## WHAT IS NEEDED
Retype, word for word, every line of the records below starting at the one that contains "Phrase: woman's nose" and ending at the one that contains "of the tall"; include both of those lines and nothing more.

-------- RECORDS FOR THE TASK

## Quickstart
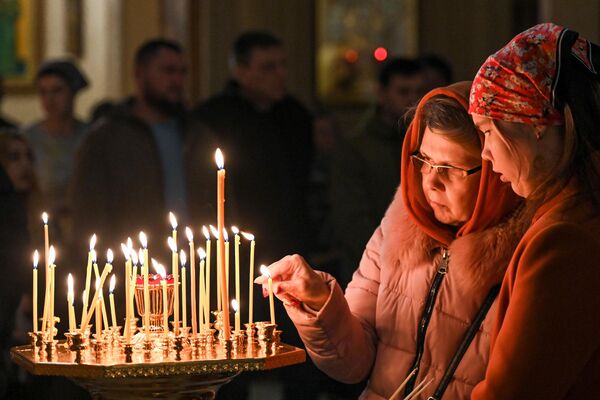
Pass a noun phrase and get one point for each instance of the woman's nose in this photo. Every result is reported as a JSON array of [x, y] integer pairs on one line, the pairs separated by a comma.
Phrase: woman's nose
[[432, 180]]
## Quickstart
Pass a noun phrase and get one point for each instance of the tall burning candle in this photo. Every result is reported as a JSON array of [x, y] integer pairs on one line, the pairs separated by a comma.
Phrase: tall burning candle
[[216, 235], [97, 303], [265, 271], [175, 269], [183, 260], [47, 270], [36, 260], [173, 222], [131, 298], [88, 275], [207, 281], [70, 301], [126, 249], [95, 299], [111, 296], [249, 236], [163, 281], [190, 236], [52, 260], [236, 310], [109, 259], [144, 242], [204, 319], [236, 242], [226, 237], [221, 228]]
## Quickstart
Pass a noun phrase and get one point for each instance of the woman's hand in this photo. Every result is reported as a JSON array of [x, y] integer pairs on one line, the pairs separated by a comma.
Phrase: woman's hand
[[294, 281]]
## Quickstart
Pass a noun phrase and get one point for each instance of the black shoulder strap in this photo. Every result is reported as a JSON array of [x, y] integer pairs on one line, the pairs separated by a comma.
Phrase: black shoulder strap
[[460, 352]]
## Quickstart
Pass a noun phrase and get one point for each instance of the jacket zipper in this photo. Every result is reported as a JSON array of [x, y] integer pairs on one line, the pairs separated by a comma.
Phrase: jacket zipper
[[426, 317]]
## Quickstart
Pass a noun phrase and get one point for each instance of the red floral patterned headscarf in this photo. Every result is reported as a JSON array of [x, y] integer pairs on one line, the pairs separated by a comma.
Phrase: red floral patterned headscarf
[[520, 82]]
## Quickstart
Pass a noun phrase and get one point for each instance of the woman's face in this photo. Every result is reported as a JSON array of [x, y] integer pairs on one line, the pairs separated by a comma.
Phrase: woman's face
[[56, 96], [19, 166], [514, 160], [451, 198]]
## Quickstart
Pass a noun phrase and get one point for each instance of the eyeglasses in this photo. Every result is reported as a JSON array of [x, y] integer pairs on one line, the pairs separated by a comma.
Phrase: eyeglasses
[[444, 171]]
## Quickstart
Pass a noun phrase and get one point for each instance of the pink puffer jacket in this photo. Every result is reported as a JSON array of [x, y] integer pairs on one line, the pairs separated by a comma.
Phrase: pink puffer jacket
[[371, 332]]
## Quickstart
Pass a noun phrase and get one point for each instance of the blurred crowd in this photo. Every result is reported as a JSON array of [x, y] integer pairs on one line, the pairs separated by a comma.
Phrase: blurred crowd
[[294, 179]]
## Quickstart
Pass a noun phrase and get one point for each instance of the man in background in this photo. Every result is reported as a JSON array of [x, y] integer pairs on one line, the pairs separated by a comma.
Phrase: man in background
[[139, 160], [265, 134], [4, 123], [366, 167]]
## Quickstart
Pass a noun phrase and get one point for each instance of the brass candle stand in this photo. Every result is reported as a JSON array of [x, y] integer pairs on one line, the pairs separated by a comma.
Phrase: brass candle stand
[[190, 368]]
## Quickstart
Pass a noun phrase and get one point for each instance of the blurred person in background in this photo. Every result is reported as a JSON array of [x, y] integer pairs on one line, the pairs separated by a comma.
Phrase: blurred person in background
[[437, 72], [55, 139], [366, 170], [5, 124]]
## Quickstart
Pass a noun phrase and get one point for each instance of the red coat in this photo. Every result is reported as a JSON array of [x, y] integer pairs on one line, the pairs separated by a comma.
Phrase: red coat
[[546, 342]]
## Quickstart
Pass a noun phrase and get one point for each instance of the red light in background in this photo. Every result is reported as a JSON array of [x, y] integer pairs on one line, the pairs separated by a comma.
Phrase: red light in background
[[351, 56], [380, 54]]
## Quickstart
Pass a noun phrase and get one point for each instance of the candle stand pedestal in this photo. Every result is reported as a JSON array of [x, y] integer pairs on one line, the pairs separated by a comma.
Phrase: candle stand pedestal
[[133, 372]]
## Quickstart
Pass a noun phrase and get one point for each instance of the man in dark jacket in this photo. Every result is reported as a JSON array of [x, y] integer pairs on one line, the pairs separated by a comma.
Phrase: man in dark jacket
[[366, 167], [4, 123], [265, 135], [142, 160]]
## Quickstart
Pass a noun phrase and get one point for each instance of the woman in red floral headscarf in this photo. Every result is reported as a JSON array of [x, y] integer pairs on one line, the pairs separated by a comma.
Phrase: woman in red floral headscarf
[[537, 100]]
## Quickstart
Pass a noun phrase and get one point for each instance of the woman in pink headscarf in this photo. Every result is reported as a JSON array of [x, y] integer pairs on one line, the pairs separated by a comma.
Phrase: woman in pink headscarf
[[537, 100]]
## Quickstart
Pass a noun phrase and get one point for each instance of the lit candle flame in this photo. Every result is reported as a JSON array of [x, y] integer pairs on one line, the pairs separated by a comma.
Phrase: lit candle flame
[[265, 271], [113, 282], [70, 286], [219, 159], [134, 258], [172, 244], [143, 240], [51, 255], [126, 251], [173, 220], [160, 270], [182, 258], [248, 236]]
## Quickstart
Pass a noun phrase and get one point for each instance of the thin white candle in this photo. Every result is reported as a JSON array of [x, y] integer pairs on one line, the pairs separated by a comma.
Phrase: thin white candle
[[36, 260], [204, 317], [163, 281], [249, 236], [236, 233], [70, 303], [265, 271], [183, 260], [207, 281], [111, 296], [175, 269], [144, 242], [236, 310], [190, 237]]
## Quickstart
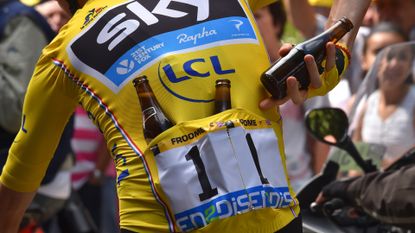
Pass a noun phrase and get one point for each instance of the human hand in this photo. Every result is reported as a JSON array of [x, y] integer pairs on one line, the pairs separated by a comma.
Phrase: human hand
[[293, 92]]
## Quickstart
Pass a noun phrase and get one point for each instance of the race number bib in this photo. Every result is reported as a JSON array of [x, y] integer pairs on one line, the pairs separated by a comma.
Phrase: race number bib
[[220, 166]]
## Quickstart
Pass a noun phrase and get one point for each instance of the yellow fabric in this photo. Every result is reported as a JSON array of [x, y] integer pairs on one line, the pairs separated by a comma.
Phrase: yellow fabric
[[183, 80], [322, 3], [31, 2]]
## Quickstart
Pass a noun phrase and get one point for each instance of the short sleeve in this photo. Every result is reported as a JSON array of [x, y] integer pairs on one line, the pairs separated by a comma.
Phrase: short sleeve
[[49, 103]]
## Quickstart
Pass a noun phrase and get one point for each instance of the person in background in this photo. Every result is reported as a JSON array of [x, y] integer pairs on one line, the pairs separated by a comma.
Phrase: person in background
[[401, 12], [53, 13], [387, 117], [157, 195], [304, 155]]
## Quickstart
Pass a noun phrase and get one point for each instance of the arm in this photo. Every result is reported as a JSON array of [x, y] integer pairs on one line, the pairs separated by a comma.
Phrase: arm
[[49, 103], [19, 51]]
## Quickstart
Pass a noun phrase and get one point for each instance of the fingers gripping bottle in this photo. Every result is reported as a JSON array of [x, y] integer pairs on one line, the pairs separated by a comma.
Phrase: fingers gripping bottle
[[275, 77], [154, 120]]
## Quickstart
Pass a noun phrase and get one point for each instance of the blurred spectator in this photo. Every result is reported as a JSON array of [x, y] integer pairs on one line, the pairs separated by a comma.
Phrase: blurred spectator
[[304, 156], [387, 117], [53, 13], [401, 12]]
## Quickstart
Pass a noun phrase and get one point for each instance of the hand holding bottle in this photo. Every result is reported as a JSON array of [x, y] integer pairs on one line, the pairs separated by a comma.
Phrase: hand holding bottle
[[293, 92]]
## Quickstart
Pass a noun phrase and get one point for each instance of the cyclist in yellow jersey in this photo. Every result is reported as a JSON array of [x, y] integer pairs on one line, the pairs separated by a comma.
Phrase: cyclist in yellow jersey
[[207, 176]]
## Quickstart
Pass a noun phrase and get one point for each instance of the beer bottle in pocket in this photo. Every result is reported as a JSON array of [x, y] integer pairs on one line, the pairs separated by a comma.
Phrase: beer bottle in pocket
[[274, 78], [222, 95], [154, 120]]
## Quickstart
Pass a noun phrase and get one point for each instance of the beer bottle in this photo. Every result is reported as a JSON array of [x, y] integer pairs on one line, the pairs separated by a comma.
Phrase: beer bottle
[[274, 78], [154, 120], [222, 95]]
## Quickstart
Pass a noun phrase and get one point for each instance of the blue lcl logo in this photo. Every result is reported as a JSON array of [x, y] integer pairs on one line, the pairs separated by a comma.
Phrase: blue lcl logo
[[189, 70]]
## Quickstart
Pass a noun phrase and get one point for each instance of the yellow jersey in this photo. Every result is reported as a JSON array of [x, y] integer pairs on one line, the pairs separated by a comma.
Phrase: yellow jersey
[[206, 176]]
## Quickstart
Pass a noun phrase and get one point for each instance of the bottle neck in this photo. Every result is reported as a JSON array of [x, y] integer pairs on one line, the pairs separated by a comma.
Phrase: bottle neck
[[222, 98]]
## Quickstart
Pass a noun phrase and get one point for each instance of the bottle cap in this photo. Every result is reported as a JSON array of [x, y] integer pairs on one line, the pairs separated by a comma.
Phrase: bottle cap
[[223, 82], [347, 23], [140, 79]]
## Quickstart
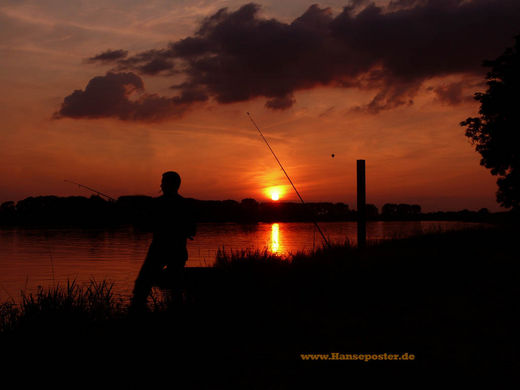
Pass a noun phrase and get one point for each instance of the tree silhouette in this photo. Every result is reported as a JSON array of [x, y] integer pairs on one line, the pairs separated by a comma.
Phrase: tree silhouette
[[496, 132]]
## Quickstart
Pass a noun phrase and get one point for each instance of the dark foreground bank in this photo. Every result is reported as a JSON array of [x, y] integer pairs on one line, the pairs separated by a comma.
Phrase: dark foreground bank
[[449, 300]]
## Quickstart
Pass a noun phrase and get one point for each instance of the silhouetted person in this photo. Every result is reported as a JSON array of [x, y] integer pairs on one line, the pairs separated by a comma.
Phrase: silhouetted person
[[172, 223]]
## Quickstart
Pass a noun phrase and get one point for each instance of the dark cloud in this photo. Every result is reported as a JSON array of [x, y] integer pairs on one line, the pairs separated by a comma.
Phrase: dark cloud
[[118, 95], [108, 56], [453, 93], [237, 56]]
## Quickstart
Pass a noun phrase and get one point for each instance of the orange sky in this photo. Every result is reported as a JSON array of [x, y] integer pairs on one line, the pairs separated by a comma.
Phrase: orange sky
[[415, 153]]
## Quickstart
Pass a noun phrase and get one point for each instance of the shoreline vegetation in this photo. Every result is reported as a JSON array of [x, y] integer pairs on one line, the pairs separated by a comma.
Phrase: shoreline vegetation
[[94, 211], [447, 298]]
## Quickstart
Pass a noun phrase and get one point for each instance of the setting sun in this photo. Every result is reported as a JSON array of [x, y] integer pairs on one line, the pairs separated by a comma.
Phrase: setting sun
[[275, 193]]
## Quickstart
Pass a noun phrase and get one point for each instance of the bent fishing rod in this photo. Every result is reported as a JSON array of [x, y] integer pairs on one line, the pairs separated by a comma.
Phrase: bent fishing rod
[[91, 189], [288, 178]]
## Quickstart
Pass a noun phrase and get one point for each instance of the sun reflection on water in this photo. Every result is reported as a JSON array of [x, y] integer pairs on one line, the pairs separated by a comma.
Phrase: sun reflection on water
[[275, 238]]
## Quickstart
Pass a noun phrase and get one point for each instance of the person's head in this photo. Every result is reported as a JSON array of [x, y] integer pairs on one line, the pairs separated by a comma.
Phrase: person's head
[[170, 183]]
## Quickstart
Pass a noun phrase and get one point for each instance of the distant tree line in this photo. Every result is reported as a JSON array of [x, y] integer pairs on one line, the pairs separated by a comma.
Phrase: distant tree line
[[132, 210]]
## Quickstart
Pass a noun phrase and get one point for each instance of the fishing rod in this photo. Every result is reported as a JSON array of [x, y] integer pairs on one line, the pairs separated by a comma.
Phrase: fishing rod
[[91, 189], [288, 178]]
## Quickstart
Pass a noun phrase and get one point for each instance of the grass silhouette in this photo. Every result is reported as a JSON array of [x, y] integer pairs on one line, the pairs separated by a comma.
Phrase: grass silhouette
[[449, 298]]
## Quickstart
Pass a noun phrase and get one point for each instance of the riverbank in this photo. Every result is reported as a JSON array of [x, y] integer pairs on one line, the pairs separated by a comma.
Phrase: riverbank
[[447, 299]]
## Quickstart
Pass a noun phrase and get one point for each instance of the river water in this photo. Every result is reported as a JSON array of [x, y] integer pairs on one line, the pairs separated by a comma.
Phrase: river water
[[38, 257]]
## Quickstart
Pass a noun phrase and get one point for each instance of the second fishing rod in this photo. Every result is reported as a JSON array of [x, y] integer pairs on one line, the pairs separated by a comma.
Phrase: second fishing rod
[[290, 181]]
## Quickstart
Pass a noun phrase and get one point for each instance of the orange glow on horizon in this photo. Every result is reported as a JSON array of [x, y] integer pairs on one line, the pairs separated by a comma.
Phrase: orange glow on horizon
[[275, 193]]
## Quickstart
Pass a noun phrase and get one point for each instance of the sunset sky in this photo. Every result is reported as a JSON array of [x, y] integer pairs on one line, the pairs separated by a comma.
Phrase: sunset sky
[[111, 93]]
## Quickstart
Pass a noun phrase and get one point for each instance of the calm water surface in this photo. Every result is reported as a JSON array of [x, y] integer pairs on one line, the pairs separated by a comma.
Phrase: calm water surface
[[36, 257]]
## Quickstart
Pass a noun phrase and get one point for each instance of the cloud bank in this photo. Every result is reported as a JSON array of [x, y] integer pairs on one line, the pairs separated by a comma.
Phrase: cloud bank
[[235, 56]]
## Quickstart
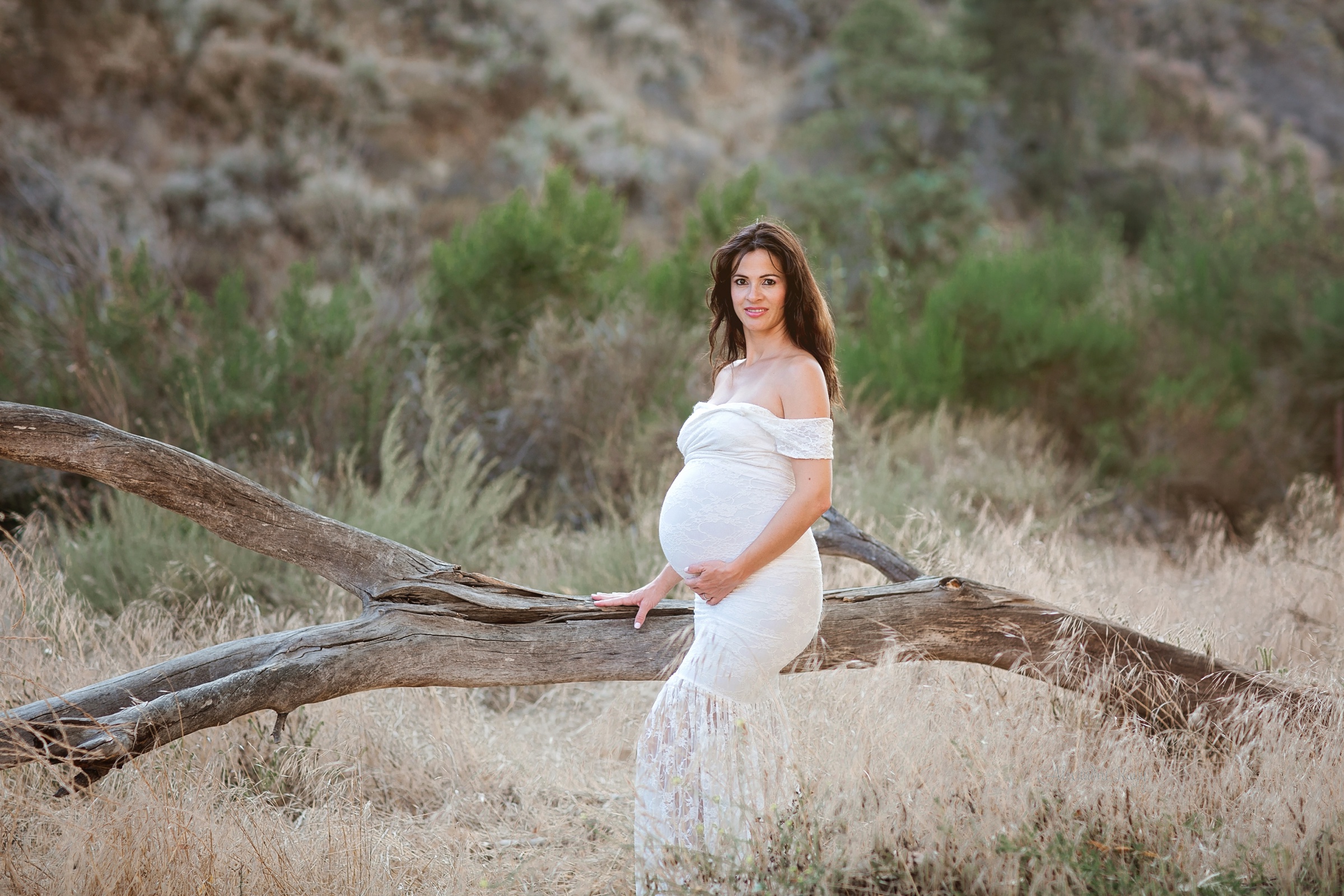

----------------

## RESULT FOR THIS EXERCISE
Phrase: woman's nose
[[432, 180]]
## Quickstart
Pass a noun phrase and get one point for each instance of the tall burning candle in this photo. Every result is reported as a JSON array of [x, y] integer pairs on one line, the pairs separated by a comma.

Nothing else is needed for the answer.